I would like every entry below written out exactly.

Start of Block

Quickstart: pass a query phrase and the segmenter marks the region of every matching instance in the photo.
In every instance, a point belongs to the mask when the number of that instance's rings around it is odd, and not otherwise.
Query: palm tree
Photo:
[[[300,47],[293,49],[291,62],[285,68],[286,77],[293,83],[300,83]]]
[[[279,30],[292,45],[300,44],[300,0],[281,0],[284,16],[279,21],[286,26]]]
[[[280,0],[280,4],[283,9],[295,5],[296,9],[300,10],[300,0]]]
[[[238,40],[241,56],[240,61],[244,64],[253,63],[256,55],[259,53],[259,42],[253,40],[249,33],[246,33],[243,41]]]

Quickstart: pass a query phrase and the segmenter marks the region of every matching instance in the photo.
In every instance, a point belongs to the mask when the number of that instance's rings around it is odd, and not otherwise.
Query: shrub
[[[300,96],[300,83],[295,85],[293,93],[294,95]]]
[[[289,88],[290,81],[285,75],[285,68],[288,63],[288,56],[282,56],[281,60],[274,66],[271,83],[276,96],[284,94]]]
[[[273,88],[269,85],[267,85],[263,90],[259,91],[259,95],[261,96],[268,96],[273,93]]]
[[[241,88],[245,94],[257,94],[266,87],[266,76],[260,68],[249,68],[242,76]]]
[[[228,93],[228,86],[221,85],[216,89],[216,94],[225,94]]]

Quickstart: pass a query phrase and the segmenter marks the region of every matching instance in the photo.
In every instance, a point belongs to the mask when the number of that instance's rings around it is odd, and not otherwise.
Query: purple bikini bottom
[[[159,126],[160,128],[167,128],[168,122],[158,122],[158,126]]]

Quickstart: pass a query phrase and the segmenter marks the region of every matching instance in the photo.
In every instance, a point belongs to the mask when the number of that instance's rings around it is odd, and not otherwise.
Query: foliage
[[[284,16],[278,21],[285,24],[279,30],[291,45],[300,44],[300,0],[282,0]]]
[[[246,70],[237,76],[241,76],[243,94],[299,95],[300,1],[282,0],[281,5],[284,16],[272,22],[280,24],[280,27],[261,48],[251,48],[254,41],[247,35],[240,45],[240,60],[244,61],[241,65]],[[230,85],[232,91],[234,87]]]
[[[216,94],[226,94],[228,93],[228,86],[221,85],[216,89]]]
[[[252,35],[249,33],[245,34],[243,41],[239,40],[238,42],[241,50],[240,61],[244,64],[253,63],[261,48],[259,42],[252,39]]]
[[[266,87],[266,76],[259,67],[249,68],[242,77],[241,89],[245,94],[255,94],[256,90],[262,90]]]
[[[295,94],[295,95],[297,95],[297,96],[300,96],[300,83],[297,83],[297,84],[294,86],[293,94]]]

End of Block

→ **WRITTEN REPLY**:
Quickstart: pass a query phrase and the segmenter marks the region of every matching instance in the photo.
In every instance, a point belongs to the mask when the number of that instance's rings around it is odd, and not otherwise.
Query: palm tree
Photo:
[[[300,47],[293,49],[291,62],[285,68],[286,77],[293,83],[300,83]]]
[[[279,30],[292,45],[300,44],[300,0],[281,0],[284,16],[279,21],[286,26]]]
[[[280,0],[280,4],[283,9],[295,5],[296,9],[300,10],[300,0]]]
[[[238,40],[241,56],[240,61],[244,64],[253,63],[256,55],[259,53],[259,42],[253,40],[249,33],[246,33],[243,41]]]

Quickstart: pass a query phrase and the segmenter marks the region of every matching instance in the photo.
In every instance, a point belongs to the mask when the number of that instance's rings around it is odd, and not otherwise.
Query: shrub
[[[300,96],[300,83],[295,85],[293,93],[294,95]]]
[[[289,88],[290,81],[285,75],[285,68],[288,63],[288,56],[282,56],[281,60],[274,66],[271,83],[276,96],[284,94]]]
[[[273,88],[269,85],[267,85],[263,90],[259,91],[259,95],[261,96],[268,96],[273,93]]]
[[[241,88],[245,94],[257,94],[266,87],[266,76],[260,68],[249,68],[242,76]]]
[[[228,93],[228,86],[221,85],[216,89],[216,94],[225,94]]]

Quickstart: pass a query phrase and the segmenter marks the region of every matching instance in the photo.
In every instance, a point belongs to the mask when the number of that instance's rings around it is odd, and not otherwise.
Query: purple bikini bottom
[[[159,126],[160,128],[167,128],[168,122],[158,122],[158,126]]]

Quickstart: pass a query phrase and the segmenter marks the region of every matching instance in the photo.
In every instance, a point belongs to the mask when the number of that instance's rings around it is odd, and not otherwise.
Query: foliage
[[[284,16],[278,21],[285,24],[279,30],[291,45],[300,44],[300,0],[282,0]]]
[[[246,70],[237,76],[241,76],[243,94],[299,95],[300,1],[282,0],[281,5],[284,16],[272,22],[280,24],[280,27],[261,48],[251,48],[254,41],[247,35],[240,45],[240,60],[244,61],[241,65]],[[230,85],[232,91],[234,87]]]
[[[216,94],[226,94],[228,93],[228,86],[221,85],[216,89]]]
[[[252,35],[249,33],[245,34],[243,41],[239,40],[238,42],[241,50],[240,61],[244,64],[253,63],[261,48],[259,42],[252,39]]]
[[[266,87],[266,76],[259,67],[249,68],[242,77],[241,89],[245,94],[255,94],[256,90],[262,90]]]
[[[295,94],[295,95],[297,95],[297,96],[300,96],[300,83],[297,83],[297,84],[294,86],[293,94]]]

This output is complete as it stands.